* _Problem details_
Substitute "counter" for each occurrence of "countertop" in the lines running from the one holding "of the oven" through the end of the entries, inclusive. Return only those lines, otherwise unchanged.

Entries from a dataset:
/---
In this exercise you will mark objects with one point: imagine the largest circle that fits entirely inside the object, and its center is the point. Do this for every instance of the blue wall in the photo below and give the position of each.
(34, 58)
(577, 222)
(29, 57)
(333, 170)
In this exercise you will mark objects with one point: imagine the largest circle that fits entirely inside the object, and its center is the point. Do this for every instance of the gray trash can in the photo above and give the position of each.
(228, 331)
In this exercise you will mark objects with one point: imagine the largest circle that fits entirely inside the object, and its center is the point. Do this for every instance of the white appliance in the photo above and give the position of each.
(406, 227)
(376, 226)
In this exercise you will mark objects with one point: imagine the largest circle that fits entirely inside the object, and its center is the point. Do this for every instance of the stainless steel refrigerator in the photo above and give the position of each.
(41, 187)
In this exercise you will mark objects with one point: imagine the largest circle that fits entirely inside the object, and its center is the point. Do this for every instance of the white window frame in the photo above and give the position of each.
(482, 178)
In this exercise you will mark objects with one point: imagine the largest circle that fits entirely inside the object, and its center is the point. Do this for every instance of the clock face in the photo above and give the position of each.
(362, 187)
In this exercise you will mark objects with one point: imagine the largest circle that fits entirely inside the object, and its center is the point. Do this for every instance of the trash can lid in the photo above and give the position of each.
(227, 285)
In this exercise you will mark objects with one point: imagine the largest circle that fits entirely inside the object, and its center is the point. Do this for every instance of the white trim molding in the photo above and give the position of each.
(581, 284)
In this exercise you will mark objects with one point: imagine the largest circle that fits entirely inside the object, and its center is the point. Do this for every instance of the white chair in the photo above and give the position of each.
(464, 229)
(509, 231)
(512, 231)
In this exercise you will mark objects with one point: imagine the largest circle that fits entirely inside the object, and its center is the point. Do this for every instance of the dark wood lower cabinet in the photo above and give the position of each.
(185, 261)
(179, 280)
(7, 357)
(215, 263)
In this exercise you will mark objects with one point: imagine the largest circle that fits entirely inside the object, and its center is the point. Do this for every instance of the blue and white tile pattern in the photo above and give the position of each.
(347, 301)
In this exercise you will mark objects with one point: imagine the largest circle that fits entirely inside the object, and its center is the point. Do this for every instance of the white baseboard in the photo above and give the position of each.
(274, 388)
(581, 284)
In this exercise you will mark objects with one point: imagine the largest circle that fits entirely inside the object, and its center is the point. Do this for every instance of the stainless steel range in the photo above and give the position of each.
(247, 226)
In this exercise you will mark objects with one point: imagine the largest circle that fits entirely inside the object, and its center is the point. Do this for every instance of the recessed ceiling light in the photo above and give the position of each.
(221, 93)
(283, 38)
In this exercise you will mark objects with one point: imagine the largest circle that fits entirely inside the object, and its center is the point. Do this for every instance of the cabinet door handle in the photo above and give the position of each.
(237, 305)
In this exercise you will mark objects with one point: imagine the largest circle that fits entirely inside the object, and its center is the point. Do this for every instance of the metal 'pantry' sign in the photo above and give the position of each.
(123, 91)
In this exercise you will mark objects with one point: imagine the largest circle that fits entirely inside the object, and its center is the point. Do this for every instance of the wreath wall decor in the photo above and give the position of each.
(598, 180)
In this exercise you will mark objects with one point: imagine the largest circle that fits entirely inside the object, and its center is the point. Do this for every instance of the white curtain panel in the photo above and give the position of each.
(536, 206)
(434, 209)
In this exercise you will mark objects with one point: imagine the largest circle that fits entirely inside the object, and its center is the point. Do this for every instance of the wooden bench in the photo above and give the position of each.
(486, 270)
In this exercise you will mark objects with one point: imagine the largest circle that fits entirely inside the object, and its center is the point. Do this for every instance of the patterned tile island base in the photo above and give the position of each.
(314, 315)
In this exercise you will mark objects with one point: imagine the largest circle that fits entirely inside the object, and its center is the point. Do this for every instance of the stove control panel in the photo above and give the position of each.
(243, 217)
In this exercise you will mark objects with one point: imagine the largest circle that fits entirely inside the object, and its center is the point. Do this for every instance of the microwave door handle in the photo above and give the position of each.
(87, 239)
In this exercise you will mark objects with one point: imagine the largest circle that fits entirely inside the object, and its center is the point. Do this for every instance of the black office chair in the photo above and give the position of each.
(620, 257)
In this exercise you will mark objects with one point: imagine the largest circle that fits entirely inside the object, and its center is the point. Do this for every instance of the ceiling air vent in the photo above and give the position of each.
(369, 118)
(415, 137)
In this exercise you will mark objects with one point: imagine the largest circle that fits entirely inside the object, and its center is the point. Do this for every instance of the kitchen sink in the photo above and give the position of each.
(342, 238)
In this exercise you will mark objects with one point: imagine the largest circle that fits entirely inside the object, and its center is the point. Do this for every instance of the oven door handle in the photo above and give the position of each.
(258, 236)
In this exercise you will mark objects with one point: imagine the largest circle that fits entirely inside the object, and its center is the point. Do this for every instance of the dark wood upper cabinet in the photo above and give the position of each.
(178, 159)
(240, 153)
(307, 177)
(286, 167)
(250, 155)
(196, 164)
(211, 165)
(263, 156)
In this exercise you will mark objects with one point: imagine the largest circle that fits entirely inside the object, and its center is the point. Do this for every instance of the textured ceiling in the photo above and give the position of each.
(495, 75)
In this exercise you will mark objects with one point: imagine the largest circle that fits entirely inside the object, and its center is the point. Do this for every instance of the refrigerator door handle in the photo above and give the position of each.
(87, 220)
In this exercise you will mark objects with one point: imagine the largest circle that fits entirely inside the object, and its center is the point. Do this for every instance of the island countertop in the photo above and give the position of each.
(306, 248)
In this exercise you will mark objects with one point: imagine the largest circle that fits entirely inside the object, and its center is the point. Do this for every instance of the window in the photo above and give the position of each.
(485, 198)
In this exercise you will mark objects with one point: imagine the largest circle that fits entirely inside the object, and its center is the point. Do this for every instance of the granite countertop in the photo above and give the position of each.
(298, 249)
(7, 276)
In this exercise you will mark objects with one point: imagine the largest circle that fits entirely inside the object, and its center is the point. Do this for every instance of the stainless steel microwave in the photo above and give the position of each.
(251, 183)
\---
* _Result of this task_
In this exercise you will mark objects with one point: imagine the largest circle that fits entirely inside the object, and its center is the point. Do this for every instance of the oven door handle in the photo above and give the position of each.
(258, 236)
In this exercise you will mark objects with one point: imagine the largest circle that fits entirely inside the object, and its center is the point. Do this for every instance of the dark wood upper cabinet in the photo above and give the position of each.
(178, 159)
(240, 153)
(307, 177)
(286, 167)
(250, 155)
(196, 164)
(211, 165)
(263, 156)
In this exercise you will mark objects with one point: imagine the largest circle that fits entirely inside the object, and its center is the point. Do this for every instance of the textured ceiling in the photo above and give the position of each.
(495, 75)
In this exercise you will mark objects with one point: imagine the largest circle that fits entirely inside the object, and its center is the point. Do this for every instance of the refrigerator door handle in the photo above and give the position of each.
(87, 220)
In this exercise you will mark objects with one point: imagine the largest circle that fits entirely inside the object, and its center is the point. Do this for every instance of the island counter in the photo above and give the position of each.
(306, 248)
In this exercise you will mark objects with one point: imagine the largest circle that fits entirely inside the object, and its center is the point. Do this for every instance of the window in the photo above and give the position of each.
(485, 198)
In this exercise you will mark objects with one point: imagine the largest circle that fits entirely inside the object, and its center is the point. Do this for every instance of the granite counter in the photo above and give the position of each.
(298, 249)
(7, 276)
In this exercise you will mark objects with one point: imagine the largest circle that fits entirely inside the object, and its center is the point. Do this for every instance of the stainless steel microwave in the photo above and give the position of each.
(251, 183)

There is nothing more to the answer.